PAGE:
%%

What are you folks using? Paper cutters (guillotine or rotary), T-squares?

Thanks.

Kevin Crisp
18-Mar-2016, 15:16
I've never had a problem with a guillotine cutter so long as the print/tissue is held flat against the bed. Index the first cut off a manufactured edge.

Drew Wiley
18-Mar-2016, 15:28
You get something totally smooth and non-scratching to hold the film flat as you cut. I like a polyethylene Bondo spreader.

dasBlute
18-Mar-2016, 16:22
I use a rotary trimmer with excellent results, cutting both the image and tacked-on tissue at once.

Jim Andrada
18-Mar-2016, 23:46
My Rototrim has a plastic piex that gets pressed down onto the photo to keep it from slipping as the cutter head slides along the track - does a nice job.

neil poulsen
19-Mar-2016, 00:49
What is it that suggests your prints aren't square?

Doremus Scudder
19-Mar-2016, 03:17
A Rototrim rotary trimmer, one of the good ones with the double rails (Mastercut I think) is the only one I've found to be consistently perfectly square. Plus they can be adjusted if needed.

I've used other trimmers, but they tend to need adjusting a lot. There are probably other quality brands, but I can recommend the Rototrim Mastercut from personal experience. Still, even they need adjustment from time-to-time, especially if they've been knocked or carried by the rails (just don't do this latter!)

If you have a different rotary trimmer, you can usually adjust them to be better in square. If there is provision for adjustment, do the following.

Get some large pieces of thin but stiff paper the maximum size your trimmer will take (I use interleaving sheets). Note the edge you use to align to (pencil mark) and the make three very thin cuts rotating away from the original edge you aligned to (in other words, using the edge you just cut as the next edge to align to).

After three cuts, you should have the original edge left uncut. Position this as if you were going to trim it and see if it is square to the cutting edge of the trimmer. If so, you're good to go. If not, you need to adjust the aligning edge to be square with the cutting blade. Using a good square will help, but I've found that fine-tuning this requires trim-trim-trim-check-adjust-repeat till you get it right.

%%

DIRECTIONS: In the forum thread, substitute "print" for "photo" in everything from "Jim Andrada" down to "adjusted if needed.". Answer using only the forum thread above.

DATA EXCERPT:
%%

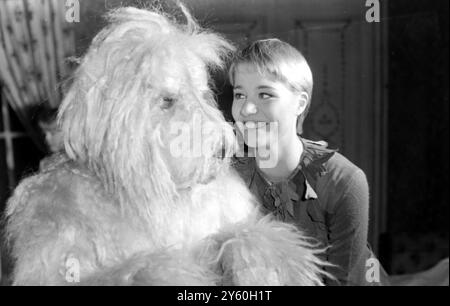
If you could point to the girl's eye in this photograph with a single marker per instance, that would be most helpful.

%%

WRITTEN SOLUTION:
Jim Andrada
18-Mar-2016, 23:46
My Rototrim has a plastic piex that gets pressed down onto the print to keep it from slipping as the cutter head slides along the track - does a nice job.

neil poulsen
19-Mar-2016, 00:49
What is it that suggests your prints aren't square?

Doremus Scudder
19-Mar-2016, 03:17
A Rototrim rotary trimmer, one of the good ones with the double rails (Mastercut I think) is the only one I've found to be consistently perfectly square. Plus they can be adjusted if needed.